* [Fragen zum Material]:
**1.** Warum kann die Entscheidung Österreichs laut „Blic" für Bürger, die vom Westbalkan stammen, große Probleme schaffen? Erkläre es anhand des Lesetexts in einem bis drei Sätzen.
**2.** Führe den Lesetext über die österreichischen Reisewarnungen für den Westbalkan nach seinem letzten Satz weiter.
#### Lesetext
Die Reaktion kam umgehend: „Schranke für die Bürger Serbiens – Österreich entscheidet, die Grenzen trotz der EU-Empfehlung nicht zu öffnen", titelte am Mittwochnachmittag die Website der serbischen Zeitung „Blic". Und Blic schrieb weiter: „Diese Entscheidung kann für die Bürger, die vom Westbalkan stammen, große Probleme schaffen, weil viele Firmen ihre Beschäftigten bereits gewarnt haben, dass sie bei Infektionen nach Reisen in Länder auf der Liste des Außenministeriums mit arbeitsrechtlichen Folgen rechnen müssen."

In Montenegros Hauptstadt Podgorica vermeldete die Zeitung „Vijesti": „Österreich warnt vor Reisen nach Montenegro." Und das bosnische Webportal „072info" berichtete betrübt: „Österreich setzt uns auf die schwarze Liste."

Am Mittwochvormittag hatten Österreichs Behörden das öffentlich gemacht, was „Die Presse" schon zuvor berichtet hatte: Gegen sechs Länder des Westbalkans werden wegen der Coronakrise Reisewarnungen verhängt. Die Maßnahme betrifft Serbien, Kosovo, Bosnien und Herzegowina, Nordmazedonien, Albanien und Montenegro. Vor allem Migranten und Österreicher mit Wurzeln in diesen Ländern wurden von der Regierung in Wien dazu aufgefordert, diesen Sommer auf Reisen auf den Westbalkan zu verzichten. Dafür waren am Mittwoch Außenminister Alexander Schallenberg, Innenminister Karl Nehammer, Gesundheitsminister Rudolf Anschober und Integrationsministerin Susanne Raab bei einer Pressekonferenz aufmarschiert.
########
#### Vorliegende Zeilen
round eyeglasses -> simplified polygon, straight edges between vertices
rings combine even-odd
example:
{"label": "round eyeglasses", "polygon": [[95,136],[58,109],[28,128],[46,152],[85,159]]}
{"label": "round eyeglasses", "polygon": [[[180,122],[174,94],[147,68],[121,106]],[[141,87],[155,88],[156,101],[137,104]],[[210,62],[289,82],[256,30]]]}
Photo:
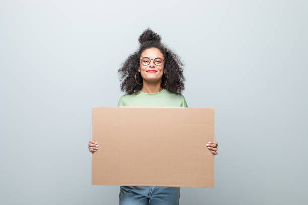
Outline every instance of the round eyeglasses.
{"label": "round eyeglasses", "polygon": [[141,63],[144,65],[147,65],[150,64],[151,61],[153,60],[154,64],[158,66],[162,65],[163,62],[165,61],[165,60],[162,60],[161,58],[155,58],[153,59],[151,59],[150,58],[147,57],[143,57],[141,59]]}

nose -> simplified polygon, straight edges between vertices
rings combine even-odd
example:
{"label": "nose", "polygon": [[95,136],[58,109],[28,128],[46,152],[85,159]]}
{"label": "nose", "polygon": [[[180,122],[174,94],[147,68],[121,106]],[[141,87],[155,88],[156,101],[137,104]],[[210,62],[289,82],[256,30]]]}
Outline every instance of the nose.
########
* [Lösungen zur Übung]:
**1.** Viele Firmen haben ihre Beschäftigten bereits gewarnt: Wer sich nach Reisen in Länder auf der Liste des Außenministeriums infiziert, muss mit arbeitsrechtlichen Folgen rechnen.

**2.**
Vermehrt Erkrankungen bei Balkan-Rückkehrern

In Österreich würden vermehrt Neuerkrankungen bei Rückkehrern vom Westbalkan konstatiert, begründete Schallenberg die Reisewarnung mit der höchsten Sicherheitsstufe 6: Landsleuten, die sich derzeit in der Region aufhalten, empfiehlt Wien „dringend", das jeweilige Gebiet zu verlassen.

„Ich bin mir bewusst, dass diese Entscheidung – insbesondere mit Blick auf die Sommerferien – für viele Menschen in Österreich eine sehr schmerzhafte ist", sagte Schallenberg. Die Lage auf dem Westbalkan habe sich aber in den vergangenen Tagen und Wochen „nicht so positiv entwickelt. Das Gegenteil ist leider der Fall."

APA/BUNDESKANZLERAMT/ANDY WENZEL

Serbien trifft die Maßnahme Österreichs hart. Seit Tagen war in serbischen Medien bereits die frohe Botschaft von der bevorstehenden Aufhebung der Einreisebeschränkungen in die EU verbreitet worden. Doch obwohl sich auch Serbien und Montenegro auf der Liste der 14 Nicht-EU-Staaten befinden, für die Brüssel zum 1. Juli die Aufhebung aller Einreisebeschränkungen empfiehlt, ist jetzt keinerlei Jubelstimmung zu verspüren: Dabei geht es nicht nur um den jüngsten Schritt Österreichs. Wegen steigender Infektionsraten zögern in der Tat immer mehr EU-Mitglieder mit der Umsetzung der Empfehlung aus Brüssel.

Angst vor hoher Dunkelziffer

EU-Mitglieder wie Deutschland, Frankreich, die Niederlande, Tschechien und Slowenien sehen von der seitens Brüssels verkündeten Aufhebung der Reisebeschränkungen ab. Die Westbalkanstaaten scheinen die Kontrolle über die sich dort in den vergangenen Tagen immer rascher ausbreitende Pandemie zunehmend zu verlieren. Die offiziellen Infektionszahlen sind kräftig im Steigen, aber spiegeln das tatsächliche Ausmaß der Epidemie kaum mehr wieder: Die Dunkelziffer dürfte wesentlich höher liegen.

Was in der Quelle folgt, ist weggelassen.